TEXTAUSZUG —
Wenn ein fehlinterpretierter Freiheitsbegriff zum ideologischen Schlagwort wird

Anstoß dieses Beitrages ist ein Interview, das Herr Bundesverkehrsminister Wissing gestern, am 21. Juni 23 im Deutschlandfunk zum neuen Straßenverkehrsgesetz gegeben hat.

Vielleicht zur besseren Einordnung vorweg ein Zitat von der Internetpräsenz des Bundesministerium für Verkehr und Digitales (https://bmdv.bund.de/SharedDocs/DE/Pressemitteilungen/2023/059-wissing-aenderung-stassenverkehrsgesetz.html):

“Das Straßenverkehrsgesetz setzt einen Rechtsrahmen, innerhalb dessen die Bundesministerien mit Zustimmung des Bundesrates Verkehrsregeln und Maßgaben für die den Verkehr regelnden Behörden der Länder in Form von Verordnungen aufstellen können. Es enthält keine konkreten Verkehrsregeln und auch keine unmittelbaren Maßgaben für die Behörden, die das Verkehrsrecht vor Ort umsetzen.

Der Gesetzentwurf hat das Ziel, den Ermächtigungsrahmen des Verordnungsgebers zum Erlass konkreter straßenverkehrsrechtlicher Vorschriften (z. B. Vorschriften der Straßenverkehrs-Ordnung) zu erweitern. Es wird eine neue zusätzliche Ermächtigungsgrundlage geschaffen, die zum Erlass von Verordnungen berechtigt. Danach können zukünftig Verordnungen und darauf fußende Anordnungen der Behörden vor Ort – ausschließlich – zum Zweck der Verbesserung des Umwelt- und Klimaschutzes, zum Schutz der Gesundheit oder zur Unterstützung der städtebaulichen Entwicklung erlassen werden. Sicherheit und Leichtigkeit des Verkehrs sind dabei stets zu berücksichtigen.”

Das klingt erst einmal plausibel und nicht schlecht. Die angegebenen Bereiche:
– Verbesserung des Umwelt- und Klimaschutzes
– Schutz der Gesundheit
– Unterstützung der Städtebaulichen Entwicklung
sind aus meiner Sicht tatsächlich sinnvoll gewählt. Die Regelungen im Detail sind dann in der Straßenverkehrsordnung festzulegen.

Jetzt muss der Gesetzentwurf im Bundestag und Bundesrat beraten und beschlossen werden. Erst dann kann z.B. die Straßenverkehrsordnung auf Basis des Straßenverkehrsgesetzes geändert werden. Noch ist nichts in trockenen Tüchern und bis zur Änderung der Straßenverkehrsverordnung wird noch etwas Zeit ins Land gehen.

So weit, so gut. Das ist alles nachvollziehbar und läuft in geordneten Bahnen. Vielleicht wird das Ergebnis ja gar nicht so schlecht wie manche auf den ersten Blick befürchten.

Leider scheinen die Befürchtungen aber nicht völlig aus der Luft greifen zu sein, wenn man sich das Interview des Deutschlandfunks mit Herrn Bundesminister Wissing am gestrigen Tage anhört.

BEREITGESTELLTE ANGABEN —

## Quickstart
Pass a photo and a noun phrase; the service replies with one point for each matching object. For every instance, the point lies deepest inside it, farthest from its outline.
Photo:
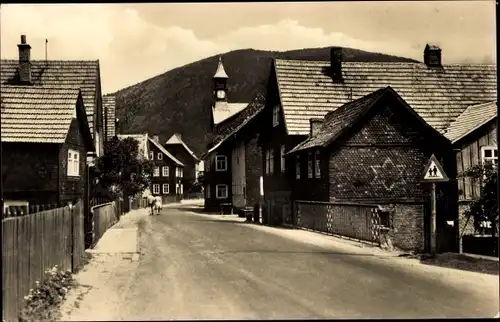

AUFGABENZIEL — Geben Sie die Passage des Textauszugs zum Straßenverkehrsgesetz von „Das klingt erst“ bis einschließlich „der Straßenverkehrsordnung festzulegen.“ wortgetreu wieder.

ERGEBNIS DER AUFGABE —
Das klingt erst einmal plausibel und nicht schlecht. Die angegebenen Bereiche:
– Verbesserung des Umwelt- und Klimaschutzes
– Schutz der Gesundheit
– Unterstützung der Städtebaulichen Entwicklung
sind aus meiner Sicht tatsächlich sinnvoll gewählt. Die Regelungen im Detail sind dann in der Straßenverkehrsordnung festzulegen.